**Job**.
Copy the passage of the message on filename encoding from "From: Thiago Macieira" up to and including "seriously messed up.".

--- BEGIN Excerpt ---

C++ Logo

sg16

Advanced search

Re: [SG16-Unicode] P1689: Encoding of filenames for interchange

From: Thiago Macieira <thiago_at_[hidden]>
Date: Fri, 06 Sep 2019 20:28:50 -0700
On Friday, 6 September 2019 19:17:00 PDT Lyberta wrote:
> Thiago Macieira:
> > [*] The only remaining issue is the perfectly valid case of setting
> > LC_ALL=C in the environment for reading other tools' output. I would
> > recommend just ignoring that.
>
> I think if the machine-readable output depends on locale, the author of
> the program seriously messed up.

Oh, I agree with you. The problem is that the standard C library (as extended
by POSIX) does not provide the API to make that happen *and* support
internationalisation. And that's assuming the tool even have a "machine
readable" format in the first place. In the Unix tradition, you just scrape
the output of tools.

$ du -sh
1,8G .

Note the comma instead of dot?

$ find -ls
  4719721 4 drwxr-xr-x 3 tjmaciei users 4096 set 6 19:39 .
  4722472 4 -rw-r--r-- 1 tjmaciei users 2927 set 6 19:39 ./
generate.pl
  4719722 4 drwxr-xr-x 2 tjmaciei users 4096 jun 18 17:18 ./
packages
  4719723 2228 -rw-r--r-- 1 tjmaciei users 2280402 fev 8 2019 ./
packages/freedesktop.org.xml
  4742041 236 -rw-r--r-- 1 tjmaciei users 239063 fev 8 2019 ./
packages/freedesktop.org.xml.zst
  4721630 4 -rw-r--r-- 1 tjmaciei users 2391 set 6 19:39 ./
generate.bat
  4722858 4 -rw-r--r-- 1 tjmaciei users 1739 set 6 19:39 ./
hexdump.ps1

Note the month names in Portuguese (in a date format that is neither valid
Portuguese nor English, because no one in their sane mind would put day
between month and year).

> Corentin:
> > Supporting non displayable characters in build tools has no value. For
> > anyone. "Someone might do that" is the reason we don't have nice things.
>
> 100% agree. If the user has non-UTF paths, the job of the build system
> is to show message "Mate, you shot yourself in the foot. Fix your file
> system." It's that simple.

--- END Excerpt ---
--- BEGIN Entries supplied ---

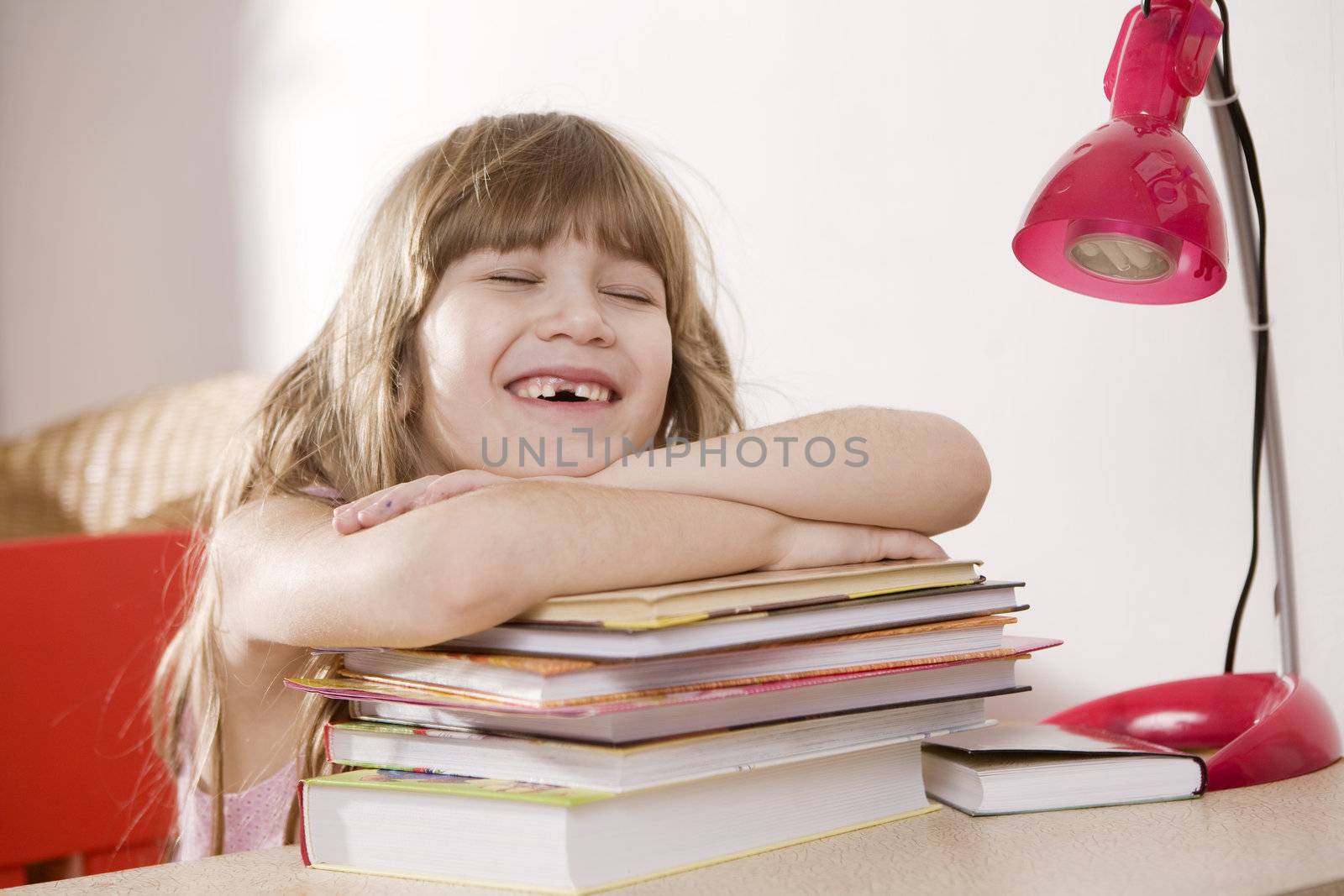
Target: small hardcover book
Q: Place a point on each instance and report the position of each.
(564, 840)
(1014, 768)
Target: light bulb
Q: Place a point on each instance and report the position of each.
(1120, 257)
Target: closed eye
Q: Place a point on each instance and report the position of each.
(636, 297)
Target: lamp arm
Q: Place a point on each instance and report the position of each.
(1285, 594)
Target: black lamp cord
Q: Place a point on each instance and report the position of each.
(1223, 71)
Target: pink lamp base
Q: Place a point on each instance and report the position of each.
(1265, 726)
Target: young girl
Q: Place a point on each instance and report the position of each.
(524, 396)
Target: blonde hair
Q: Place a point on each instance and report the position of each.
(344, 412)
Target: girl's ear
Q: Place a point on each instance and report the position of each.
(407, 383)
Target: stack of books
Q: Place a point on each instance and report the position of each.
(608, 738)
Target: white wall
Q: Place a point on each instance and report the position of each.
(862, 172)
(118, 231)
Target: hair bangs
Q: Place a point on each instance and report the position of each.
(568, 183)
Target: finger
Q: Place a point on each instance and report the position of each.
(457, 483)
(346, 517)
(360, 504)
(902, 544)
(393, 503)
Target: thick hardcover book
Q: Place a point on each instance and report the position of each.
(1016, 768)
(564, 840)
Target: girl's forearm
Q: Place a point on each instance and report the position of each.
(548, 539)
(869, 465)
(472, 562)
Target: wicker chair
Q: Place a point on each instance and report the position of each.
(138, 465)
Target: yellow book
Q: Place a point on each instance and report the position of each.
(699, 600)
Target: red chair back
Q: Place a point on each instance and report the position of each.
(82, 622)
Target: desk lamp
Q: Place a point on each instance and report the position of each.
(1129, 214)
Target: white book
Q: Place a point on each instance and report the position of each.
(499, 833)
(880, 611)
(618, 768)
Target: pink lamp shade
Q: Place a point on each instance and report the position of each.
(1129, 212)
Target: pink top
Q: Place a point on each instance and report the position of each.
(255, 819)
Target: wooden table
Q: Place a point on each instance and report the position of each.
(1274, 839)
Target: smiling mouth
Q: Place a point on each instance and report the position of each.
(558, 391)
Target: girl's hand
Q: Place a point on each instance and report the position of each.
(810, 543)
(398, 499)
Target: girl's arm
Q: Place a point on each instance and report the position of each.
(866, 465)
(465, 564)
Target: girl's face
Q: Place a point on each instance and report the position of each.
(508, 338)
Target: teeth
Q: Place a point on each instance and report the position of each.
(549, 385)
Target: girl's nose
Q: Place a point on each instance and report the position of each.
(578, 315)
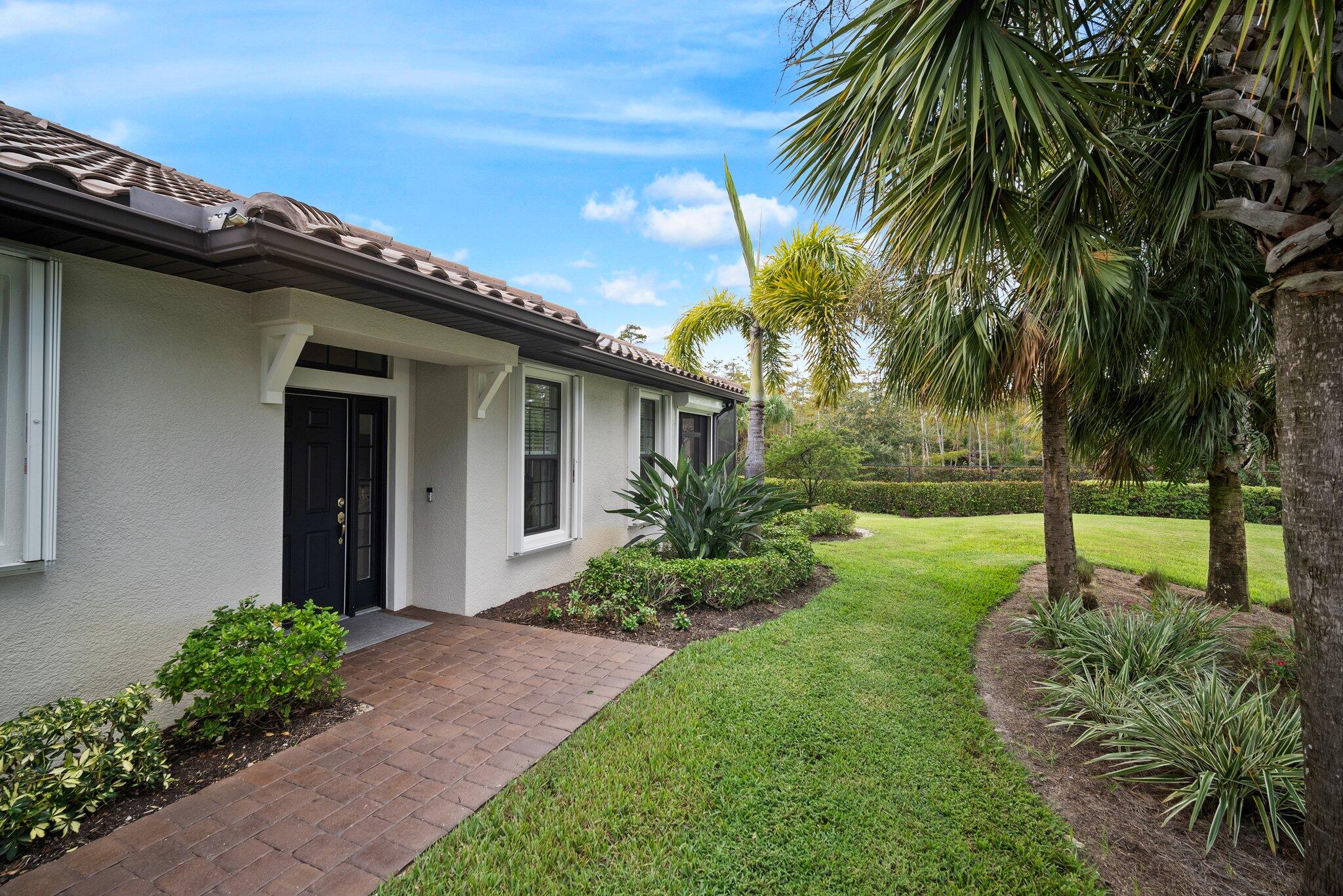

--- END Entries supplied ---

**Right answer**.
From: Thiago Macieira <thiago_at_[hidden]>
Date: Fri, 06 Sep 2019 20:28:50 -0700
On Friday, 6 September 2019 19:17:00 PDT Lyberta wrote:
> Thiago Macieira:
> > [*] The only remaining issue is the perfectly valid case of setting
> > LC_ALL=C in the environment for reading other tools' output. I would
> > recommend just ignoring that.
>
> I think if the machine-readable output depends on locale, the author of
> the program seriously messed up.